Exercise brief
Copy every line below that has the word "cliff" in it.

Region pointing data:
=-=-=

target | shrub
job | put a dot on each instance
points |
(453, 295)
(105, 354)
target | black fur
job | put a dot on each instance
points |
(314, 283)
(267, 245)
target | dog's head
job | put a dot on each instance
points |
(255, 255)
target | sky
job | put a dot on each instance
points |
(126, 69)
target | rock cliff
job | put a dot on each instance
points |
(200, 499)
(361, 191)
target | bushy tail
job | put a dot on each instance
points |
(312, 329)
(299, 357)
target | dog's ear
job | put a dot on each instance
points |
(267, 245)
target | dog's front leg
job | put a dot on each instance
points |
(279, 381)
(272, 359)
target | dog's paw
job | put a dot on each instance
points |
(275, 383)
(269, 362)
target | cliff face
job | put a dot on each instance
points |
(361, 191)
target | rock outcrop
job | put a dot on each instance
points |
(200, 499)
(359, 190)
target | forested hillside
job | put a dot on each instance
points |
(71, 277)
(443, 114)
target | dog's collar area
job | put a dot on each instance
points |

=-=-=

Answer to the exercise
target | rock cliff
target | cliff face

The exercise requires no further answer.